Problem description: Reproduce the passage on what motivates a physician word for word, with no changes.

Excerpt provided:
::::::

Maybe you want to be a great physician for your own sake. Perhaps you are internally driven to be the best you can be. But even if your motivation is the intrinsic value of being a great physician, it’s still an incentive – it’s just coming from deep down inside, somewhere near the colonic flexure.

Maybe it’s a religious thing or the way you were raised – to do the best work possible no matter what it is that you do. In such a case, your only critic is yourself. This is great until you stop incentivising yourself for this higher level of performance, such as when you get burnt out or you become jaded.

Maybe you’ll realize that no matter how hard you work to be a great doctor, your unionized staff will sabotage your hard work. Or maybe it takes one difficult patient to ruin your work-day and your patients will judge you only on how late you were to their exam room.

::::::

Entries provided:

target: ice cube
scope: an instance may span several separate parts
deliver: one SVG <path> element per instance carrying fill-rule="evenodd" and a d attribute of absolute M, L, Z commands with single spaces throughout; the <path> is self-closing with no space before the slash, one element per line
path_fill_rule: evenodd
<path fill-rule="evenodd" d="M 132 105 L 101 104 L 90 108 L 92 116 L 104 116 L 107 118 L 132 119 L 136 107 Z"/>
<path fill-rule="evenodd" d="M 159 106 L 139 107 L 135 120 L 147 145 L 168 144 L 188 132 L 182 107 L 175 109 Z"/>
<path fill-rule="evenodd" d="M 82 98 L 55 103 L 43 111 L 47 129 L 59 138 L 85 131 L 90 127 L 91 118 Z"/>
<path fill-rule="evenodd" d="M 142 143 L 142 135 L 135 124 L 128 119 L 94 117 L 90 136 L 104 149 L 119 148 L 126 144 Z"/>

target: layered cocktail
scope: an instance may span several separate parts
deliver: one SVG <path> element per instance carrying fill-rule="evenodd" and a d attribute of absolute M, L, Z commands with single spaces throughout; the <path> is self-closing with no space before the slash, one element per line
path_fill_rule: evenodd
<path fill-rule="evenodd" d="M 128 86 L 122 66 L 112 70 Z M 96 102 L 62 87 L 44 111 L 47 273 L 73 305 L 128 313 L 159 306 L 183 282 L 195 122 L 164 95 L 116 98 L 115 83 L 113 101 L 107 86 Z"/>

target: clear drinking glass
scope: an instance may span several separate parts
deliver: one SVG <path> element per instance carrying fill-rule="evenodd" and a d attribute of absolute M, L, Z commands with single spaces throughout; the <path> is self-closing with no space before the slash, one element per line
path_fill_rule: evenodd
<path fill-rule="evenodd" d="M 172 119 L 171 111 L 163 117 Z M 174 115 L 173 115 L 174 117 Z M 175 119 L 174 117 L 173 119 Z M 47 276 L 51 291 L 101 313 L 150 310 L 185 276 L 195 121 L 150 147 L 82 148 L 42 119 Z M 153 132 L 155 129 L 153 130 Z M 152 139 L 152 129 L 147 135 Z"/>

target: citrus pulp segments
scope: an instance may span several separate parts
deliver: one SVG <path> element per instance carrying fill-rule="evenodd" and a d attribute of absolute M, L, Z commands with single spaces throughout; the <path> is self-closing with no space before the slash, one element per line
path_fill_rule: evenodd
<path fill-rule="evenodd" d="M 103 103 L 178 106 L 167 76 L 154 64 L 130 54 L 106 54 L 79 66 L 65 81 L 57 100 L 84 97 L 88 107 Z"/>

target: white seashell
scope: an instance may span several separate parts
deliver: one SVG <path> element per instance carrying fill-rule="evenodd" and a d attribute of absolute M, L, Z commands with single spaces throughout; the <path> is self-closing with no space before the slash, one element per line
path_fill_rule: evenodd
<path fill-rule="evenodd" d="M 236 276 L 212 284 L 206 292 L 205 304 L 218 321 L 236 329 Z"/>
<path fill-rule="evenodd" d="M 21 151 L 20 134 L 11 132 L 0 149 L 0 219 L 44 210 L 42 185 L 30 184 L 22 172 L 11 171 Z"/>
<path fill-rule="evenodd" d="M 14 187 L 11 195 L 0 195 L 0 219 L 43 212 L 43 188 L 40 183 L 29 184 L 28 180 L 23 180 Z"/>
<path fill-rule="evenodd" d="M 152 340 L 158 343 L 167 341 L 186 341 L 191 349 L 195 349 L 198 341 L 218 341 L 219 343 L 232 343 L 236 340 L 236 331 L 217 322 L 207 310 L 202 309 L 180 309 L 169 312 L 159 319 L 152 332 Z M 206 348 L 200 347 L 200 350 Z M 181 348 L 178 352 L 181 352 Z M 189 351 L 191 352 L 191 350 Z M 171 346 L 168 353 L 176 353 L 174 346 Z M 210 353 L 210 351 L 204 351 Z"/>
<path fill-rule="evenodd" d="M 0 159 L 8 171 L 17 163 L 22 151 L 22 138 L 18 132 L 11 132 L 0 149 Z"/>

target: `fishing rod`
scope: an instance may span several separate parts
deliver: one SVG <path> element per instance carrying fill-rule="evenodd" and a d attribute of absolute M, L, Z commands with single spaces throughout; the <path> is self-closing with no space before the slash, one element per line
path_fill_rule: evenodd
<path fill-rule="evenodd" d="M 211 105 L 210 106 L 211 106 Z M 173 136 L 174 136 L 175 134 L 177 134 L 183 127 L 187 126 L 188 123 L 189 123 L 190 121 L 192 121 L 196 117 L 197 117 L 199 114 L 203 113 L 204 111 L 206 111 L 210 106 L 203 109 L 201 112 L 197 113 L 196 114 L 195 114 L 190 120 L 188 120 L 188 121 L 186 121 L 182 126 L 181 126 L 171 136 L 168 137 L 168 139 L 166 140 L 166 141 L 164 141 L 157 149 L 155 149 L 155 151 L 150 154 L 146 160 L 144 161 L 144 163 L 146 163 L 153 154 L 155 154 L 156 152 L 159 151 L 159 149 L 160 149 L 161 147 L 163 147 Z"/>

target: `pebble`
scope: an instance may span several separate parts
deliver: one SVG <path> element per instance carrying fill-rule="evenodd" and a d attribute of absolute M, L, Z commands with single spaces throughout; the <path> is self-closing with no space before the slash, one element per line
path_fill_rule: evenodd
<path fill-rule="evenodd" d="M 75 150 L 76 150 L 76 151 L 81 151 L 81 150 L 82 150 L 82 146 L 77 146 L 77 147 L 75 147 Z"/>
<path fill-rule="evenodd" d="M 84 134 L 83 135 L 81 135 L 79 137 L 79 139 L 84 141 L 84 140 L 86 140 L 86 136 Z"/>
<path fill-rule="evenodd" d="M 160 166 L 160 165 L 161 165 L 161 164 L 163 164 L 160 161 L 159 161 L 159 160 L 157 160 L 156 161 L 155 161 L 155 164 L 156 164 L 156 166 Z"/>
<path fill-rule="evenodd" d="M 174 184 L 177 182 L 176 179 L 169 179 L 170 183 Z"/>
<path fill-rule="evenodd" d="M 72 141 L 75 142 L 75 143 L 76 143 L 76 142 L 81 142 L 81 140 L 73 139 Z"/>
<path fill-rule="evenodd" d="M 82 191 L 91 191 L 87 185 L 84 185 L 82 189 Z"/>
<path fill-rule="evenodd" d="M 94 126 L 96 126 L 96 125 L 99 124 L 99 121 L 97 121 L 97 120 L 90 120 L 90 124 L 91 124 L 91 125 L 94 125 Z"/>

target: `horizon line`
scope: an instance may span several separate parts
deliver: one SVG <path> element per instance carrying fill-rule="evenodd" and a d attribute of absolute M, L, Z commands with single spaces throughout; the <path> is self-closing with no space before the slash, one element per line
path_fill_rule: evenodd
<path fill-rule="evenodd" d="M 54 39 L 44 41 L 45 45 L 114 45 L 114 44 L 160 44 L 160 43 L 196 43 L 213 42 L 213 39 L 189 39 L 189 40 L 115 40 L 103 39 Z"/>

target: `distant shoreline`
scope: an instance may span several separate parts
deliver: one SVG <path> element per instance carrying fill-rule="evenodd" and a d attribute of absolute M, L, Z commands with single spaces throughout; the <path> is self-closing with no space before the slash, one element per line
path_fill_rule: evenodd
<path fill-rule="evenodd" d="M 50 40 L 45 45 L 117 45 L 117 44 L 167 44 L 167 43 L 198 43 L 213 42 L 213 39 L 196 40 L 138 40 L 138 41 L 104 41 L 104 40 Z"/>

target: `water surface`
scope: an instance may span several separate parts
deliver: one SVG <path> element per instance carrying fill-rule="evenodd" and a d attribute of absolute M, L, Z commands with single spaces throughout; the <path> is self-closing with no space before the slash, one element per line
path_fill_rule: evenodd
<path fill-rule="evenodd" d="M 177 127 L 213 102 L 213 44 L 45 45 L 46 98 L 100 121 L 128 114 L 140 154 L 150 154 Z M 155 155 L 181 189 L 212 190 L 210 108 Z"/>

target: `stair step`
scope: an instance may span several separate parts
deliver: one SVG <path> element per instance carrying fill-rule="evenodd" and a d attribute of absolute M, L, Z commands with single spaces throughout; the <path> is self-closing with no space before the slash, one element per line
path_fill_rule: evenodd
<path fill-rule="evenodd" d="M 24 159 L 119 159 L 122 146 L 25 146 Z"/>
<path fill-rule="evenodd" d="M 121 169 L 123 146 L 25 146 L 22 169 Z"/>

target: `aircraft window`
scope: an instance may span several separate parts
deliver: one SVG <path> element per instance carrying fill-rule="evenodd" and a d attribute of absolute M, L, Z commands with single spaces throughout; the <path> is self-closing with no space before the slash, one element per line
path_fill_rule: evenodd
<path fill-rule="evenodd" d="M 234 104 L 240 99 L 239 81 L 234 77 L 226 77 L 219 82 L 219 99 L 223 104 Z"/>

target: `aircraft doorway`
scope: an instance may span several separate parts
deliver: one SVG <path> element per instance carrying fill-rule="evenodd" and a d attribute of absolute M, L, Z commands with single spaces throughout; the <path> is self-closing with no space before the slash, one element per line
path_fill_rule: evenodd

::::::

Response to this exercise:
Maybe you want to be a great physician for your own sake. Perhaps you are internally driven to be the best you can be. But even if your motivation is the intrinsic value of being a great physician, it’s still an incentive – it’s just coming from deep down inside, somewhere near the colonic flexure.

Maybe it’s a religious thing or the way you were raised – to do the best work possible no matter what it is that you do. In such a case, your only critic is yourself. This is great until you stop incentivising yourself for this higher level of performance, such as when you get burnt out or you become jaded.

Maybe you’ll realize that no matter how hard you work to be a great doctor, your unionized staff will sabotage your hard work. Or maybe it takes one difficult patient to ruin your work-day and your patients will judge you only on how late you were to their exam room.